_Data for analysis_:
━━━

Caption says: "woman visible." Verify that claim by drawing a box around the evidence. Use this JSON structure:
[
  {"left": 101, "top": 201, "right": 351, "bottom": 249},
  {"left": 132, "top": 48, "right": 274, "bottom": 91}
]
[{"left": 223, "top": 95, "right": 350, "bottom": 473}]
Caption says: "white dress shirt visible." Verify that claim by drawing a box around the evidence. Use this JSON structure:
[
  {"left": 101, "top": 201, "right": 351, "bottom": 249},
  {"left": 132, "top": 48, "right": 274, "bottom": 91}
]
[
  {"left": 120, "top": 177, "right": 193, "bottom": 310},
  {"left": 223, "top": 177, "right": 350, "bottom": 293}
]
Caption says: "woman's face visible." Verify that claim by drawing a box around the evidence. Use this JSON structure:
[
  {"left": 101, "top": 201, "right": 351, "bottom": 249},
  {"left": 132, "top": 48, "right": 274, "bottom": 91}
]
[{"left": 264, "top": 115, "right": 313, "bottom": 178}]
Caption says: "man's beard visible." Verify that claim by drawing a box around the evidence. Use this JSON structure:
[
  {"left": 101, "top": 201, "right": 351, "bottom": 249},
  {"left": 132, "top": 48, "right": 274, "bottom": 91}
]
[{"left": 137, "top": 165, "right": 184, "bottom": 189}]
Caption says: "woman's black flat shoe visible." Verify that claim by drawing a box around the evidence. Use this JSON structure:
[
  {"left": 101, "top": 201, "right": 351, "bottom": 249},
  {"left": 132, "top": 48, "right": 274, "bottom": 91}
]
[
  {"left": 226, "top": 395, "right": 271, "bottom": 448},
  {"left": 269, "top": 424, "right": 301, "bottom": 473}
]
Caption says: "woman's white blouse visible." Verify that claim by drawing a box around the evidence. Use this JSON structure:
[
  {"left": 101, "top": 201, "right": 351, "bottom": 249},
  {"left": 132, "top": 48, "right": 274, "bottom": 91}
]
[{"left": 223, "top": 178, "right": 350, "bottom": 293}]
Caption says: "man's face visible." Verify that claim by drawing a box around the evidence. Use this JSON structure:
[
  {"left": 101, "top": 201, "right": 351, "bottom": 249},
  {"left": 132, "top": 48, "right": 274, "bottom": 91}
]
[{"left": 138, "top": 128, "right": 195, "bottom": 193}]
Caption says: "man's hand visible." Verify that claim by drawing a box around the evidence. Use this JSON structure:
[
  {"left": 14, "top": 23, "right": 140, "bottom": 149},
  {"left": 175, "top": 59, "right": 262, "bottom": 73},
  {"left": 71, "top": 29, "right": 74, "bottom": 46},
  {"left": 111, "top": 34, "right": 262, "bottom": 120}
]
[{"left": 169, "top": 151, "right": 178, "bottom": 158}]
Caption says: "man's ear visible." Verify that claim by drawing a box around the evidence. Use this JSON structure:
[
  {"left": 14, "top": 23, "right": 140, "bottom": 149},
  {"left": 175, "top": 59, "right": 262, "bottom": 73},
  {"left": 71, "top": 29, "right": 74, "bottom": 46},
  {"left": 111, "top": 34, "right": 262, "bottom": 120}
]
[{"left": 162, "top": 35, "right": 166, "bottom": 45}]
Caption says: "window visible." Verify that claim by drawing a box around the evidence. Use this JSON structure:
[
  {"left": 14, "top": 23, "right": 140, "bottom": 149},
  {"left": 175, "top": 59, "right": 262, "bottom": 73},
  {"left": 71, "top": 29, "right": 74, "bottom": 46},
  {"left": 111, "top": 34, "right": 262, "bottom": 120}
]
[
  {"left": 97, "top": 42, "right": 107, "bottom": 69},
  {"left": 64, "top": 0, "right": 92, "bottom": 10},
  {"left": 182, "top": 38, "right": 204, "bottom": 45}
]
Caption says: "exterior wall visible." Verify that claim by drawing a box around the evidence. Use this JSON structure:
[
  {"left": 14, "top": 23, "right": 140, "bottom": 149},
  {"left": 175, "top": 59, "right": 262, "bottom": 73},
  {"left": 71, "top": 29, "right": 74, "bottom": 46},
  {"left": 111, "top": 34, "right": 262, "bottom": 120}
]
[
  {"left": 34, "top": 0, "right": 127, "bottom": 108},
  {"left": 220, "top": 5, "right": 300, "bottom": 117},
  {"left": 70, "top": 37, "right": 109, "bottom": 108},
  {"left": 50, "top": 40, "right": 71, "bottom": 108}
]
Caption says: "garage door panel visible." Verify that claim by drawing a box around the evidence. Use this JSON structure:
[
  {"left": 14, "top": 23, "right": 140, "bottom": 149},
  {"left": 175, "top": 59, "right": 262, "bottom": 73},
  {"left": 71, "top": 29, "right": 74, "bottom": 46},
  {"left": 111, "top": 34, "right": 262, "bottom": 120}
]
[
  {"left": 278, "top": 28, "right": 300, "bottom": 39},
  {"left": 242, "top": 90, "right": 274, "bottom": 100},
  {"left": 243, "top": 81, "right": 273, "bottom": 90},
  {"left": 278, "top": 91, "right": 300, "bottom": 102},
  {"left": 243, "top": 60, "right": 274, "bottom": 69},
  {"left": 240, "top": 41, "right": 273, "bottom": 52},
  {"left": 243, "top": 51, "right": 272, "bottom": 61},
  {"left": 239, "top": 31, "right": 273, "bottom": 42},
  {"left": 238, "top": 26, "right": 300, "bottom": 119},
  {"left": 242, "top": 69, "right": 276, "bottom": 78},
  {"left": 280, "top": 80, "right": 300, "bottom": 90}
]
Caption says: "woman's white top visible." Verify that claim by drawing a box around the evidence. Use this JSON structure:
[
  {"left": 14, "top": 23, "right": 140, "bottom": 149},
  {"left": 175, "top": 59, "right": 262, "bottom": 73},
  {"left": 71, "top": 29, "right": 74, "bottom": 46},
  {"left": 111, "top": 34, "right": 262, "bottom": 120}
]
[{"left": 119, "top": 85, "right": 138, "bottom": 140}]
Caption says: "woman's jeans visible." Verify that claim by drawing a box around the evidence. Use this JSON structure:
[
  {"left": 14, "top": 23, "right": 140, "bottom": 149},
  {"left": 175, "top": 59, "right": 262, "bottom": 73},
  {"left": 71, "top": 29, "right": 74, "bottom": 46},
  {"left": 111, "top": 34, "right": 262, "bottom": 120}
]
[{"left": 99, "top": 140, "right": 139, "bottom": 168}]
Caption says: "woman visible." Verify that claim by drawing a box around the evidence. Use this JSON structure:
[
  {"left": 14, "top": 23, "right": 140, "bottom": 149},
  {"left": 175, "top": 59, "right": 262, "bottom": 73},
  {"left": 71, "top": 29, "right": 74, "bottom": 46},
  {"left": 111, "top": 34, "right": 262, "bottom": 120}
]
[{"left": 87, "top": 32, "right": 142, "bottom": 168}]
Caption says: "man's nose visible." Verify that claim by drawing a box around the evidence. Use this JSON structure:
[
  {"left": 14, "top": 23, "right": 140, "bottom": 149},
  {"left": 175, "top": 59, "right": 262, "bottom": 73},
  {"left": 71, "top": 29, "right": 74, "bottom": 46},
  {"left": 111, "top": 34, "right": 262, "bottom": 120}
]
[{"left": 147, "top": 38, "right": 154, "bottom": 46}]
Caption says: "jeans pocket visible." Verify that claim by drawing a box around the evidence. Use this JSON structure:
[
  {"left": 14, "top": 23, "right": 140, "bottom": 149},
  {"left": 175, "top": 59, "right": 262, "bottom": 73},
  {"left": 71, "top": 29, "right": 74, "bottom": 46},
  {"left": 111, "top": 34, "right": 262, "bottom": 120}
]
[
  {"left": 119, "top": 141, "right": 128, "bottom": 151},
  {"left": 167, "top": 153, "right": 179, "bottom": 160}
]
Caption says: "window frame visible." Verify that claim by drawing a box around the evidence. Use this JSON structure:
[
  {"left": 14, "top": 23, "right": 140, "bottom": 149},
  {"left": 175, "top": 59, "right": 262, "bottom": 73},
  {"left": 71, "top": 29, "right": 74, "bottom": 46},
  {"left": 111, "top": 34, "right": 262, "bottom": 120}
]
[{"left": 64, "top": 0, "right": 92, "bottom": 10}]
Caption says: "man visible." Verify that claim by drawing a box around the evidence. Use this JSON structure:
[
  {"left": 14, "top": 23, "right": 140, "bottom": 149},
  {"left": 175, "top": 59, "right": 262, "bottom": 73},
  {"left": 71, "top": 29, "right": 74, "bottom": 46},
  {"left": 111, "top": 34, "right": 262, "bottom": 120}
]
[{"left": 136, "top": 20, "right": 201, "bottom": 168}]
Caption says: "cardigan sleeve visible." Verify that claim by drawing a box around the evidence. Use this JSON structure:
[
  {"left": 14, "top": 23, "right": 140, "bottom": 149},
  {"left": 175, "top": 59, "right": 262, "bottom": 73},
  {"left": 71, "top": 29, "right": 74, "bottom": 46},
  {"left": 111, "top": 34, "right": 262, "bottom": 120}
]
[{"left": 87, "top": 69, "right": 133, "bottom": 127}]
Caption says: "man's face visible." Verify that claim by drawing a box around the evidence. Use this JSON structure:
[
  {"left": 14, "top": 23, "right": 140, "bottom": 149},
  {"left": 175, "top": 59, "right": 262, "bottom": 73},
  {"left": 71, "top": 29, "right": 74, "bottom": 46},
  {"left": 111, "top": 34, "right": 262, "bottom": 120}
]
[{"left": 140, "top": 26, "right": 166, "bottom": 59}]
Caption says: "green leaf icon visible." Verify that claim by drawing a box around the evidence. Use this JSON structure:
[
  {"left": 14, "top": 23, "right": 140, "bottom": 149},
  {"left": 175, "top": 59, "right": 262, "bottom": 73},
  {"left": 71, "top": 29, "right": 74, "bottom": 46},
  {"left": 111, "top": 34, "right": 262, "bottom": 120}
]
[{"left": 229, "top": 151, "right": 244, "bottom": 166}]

━━━

_What is expected_: When the word "window" appears in a line of the listing, copy that line.

_The answer_:
Caption says: "window visible." Verify that claim by drawing a box around the evidence. Use this JSON structure:
Caption says: "window frame visible." Verify that claim by drawing a box around the evidence. Use this JSON structure:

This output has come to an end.